▶ _EXTRAIT DU TEXTE_
☆ ☆ ☆ ☆ ☆
C'est parti pour le troisième, sur les théorèmes d'incomplétude de Gödel (qui ont inexplicablement perdu contre la formule de Bayes........)
Bon évidemment je commence par une petite anecdote : mon prof de sup nous les a (trèèèès vaguement) présentés en tout début de sup.
Il venait de nous raconter le premier, en expliquant (vaguement à nouveau) comment dire "je ne suis pas prouvable", et je lui demande alors si on ne venait pas de prouver cet énoncé (on venait de voir qu'on ne pouvait pas le démontrer !), et il me répond alors
"si T sait qu'elle est cohérente ! C'est le 2nd théorème d'incomplétude" et je n'avais (évidemment) pas tout compris, mais l'élégance de l'argument m'a marqué et ça m'a poussé à étudier pas mal de logique après coup. C'était une très bonne manière de se mettre en confiance
pour la prépa 😁
Fin de l'anecdote, revenons au sujet : les théorèmes d'incomplétude de Gödel. Je ne vais pas les énoncer précisément, ça ne servirait à rien, mais en voici des approximations :
1- "Soit T une théorie cohérente suffisamment puissante pour exprimer l'arithmétique,
et qui se décrit de manière raisonnable. Alors il existe des énoncés qui ne sont ni démontrables, ni réfutables dans T" [on parle d'énoncés indécidables]

Ici, par "théorie" on entend un certain ensemble d'axiomes, exprimés dans un langage fixé à l'avance. Par exemple
l'arithmétique de Peano, ou encore la théorie des ensembles au sens usuel (ZF ou ZFC) sont de telles théorie.
Cohérente, ça veut dire qu'elle ne démontre pas de contradiction, comme "P et non P" (typiquement "on ne peut pas démontrer 0 = 1 dans l'arithmétique de Peano")
☆ ☆ ☆ ☆ ☆
[Enregistrements de pointage]
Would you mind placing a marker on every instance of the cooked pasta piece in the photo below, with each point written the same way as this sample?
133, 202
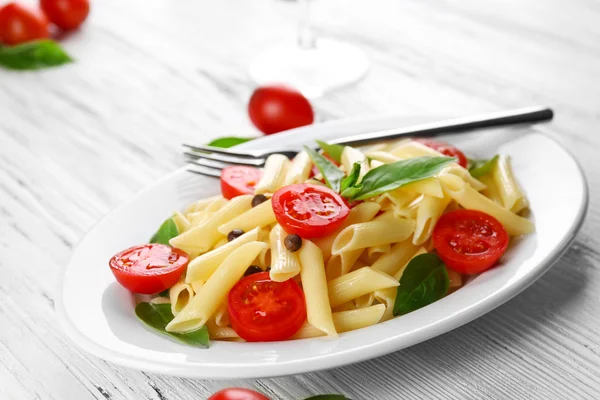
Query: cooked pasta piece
273, 175
314, 284
363, 212
213, 293
469, 198
345, 321
391, 262
355, 284
180, 295
299, 169
203, 237
382, 230
203, 266
429, 211
284, 263
259, 216
510, 192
☆ ☆ ☆ ☆ ☆
▶ _CONSIGNE_
Rédigez la suite du texte sur les théorèmes d'incomplétude de Gödel, s'il vous plaît. Les enregistrements ne sont pas utiles ici.

▶ _RÉPONSE ATTENDUE_
ou encore, par le principe d'explosion (ex falso quod libet, le faux implique tout), ça veut dire qu'il y a des choses qu'elle ne démontre pas.
"suffisamment puissante pour exprimer l'arithmétique" devrait être clair intuitivement; et finalement "qui se décrit de manière
raisonnable" est ma version d'une condition de calculabilité de la théorie - en gros on peut dire, algorithmiquement, quels sont les axiomes de la théorie ("raisonnable" parce que si notre théorie ne satisfait pas ça, on va avoir du mal à l'utiliser !!)
Je commence par une petite remarque pour expliquer pourquoi cette condition de "raisonnabilité" est "évidemment" nécessaire: soit T la théorie (dans le langage de l'arithmétique) dont les axiomes sont tous les énoncés vrais dans N. Bah il n'y a pas d'énoncé indécidable, puisque
un énoncé est vrai ou faux dans N, s'il est vrai, c'est un axiome (donc démontrable), s'il est faux, sa négation est un axiome (donc il est réfutable).
Bon évidemment cette théorie est inutilisable, et d'ailleurs un corollaire du théorème d'incomplétude est qu'elle n'est pas
"raisonnable" en ce sens algorithmique.
Comment on démontre ce théorème ? En gros l'idée c'est de formaliser, *à l'intérieur de T* (et c'est très important) la notion de proposition. C'est là qu'on se sert du pouvoir expressif de l'arithmétique : grâce aux "entiers"
on peut coder des formules. C'est un peu technique, et notamment c'est un endroit où on utilise que le langage aussi, est raisonnable, mais en gros on obtient un moyen pour T de parler d'énoncés. En gros on code des "métamaths" dans T.
(je grossis un peu le trait ici, je risque
de me faire crier dessus des mots comme "entiers non standard" mais bon pas grave je fais avec)
Maintenant, c'est là qu'on utilise l'hypothèse de raisonnabilité sur T : puisque T a des axiomes raisonnables (et que l'arithmétique suffit à parler de machines de Turing et donc,
d'algorithmes), on peut encoder, dans T, la notion de "démontrabilité dans T". Alors, en encodant la formule "n est un entier qui code un énoncé qui n'est pas démontrable" comme un entier, on fait un petit tour de passe-passe (il y a un théorème de point fixe qui intervient)
qui permet d'obtenir une formule f qui dit "f n'est pas démontrable".
En fait, peut-être pour en dire un peu plus : on encode par des entiers les formules de la forme g(x), et on regarde la formule "x est un entier qui code une formule g telle que g(x) n'est pas démontrable"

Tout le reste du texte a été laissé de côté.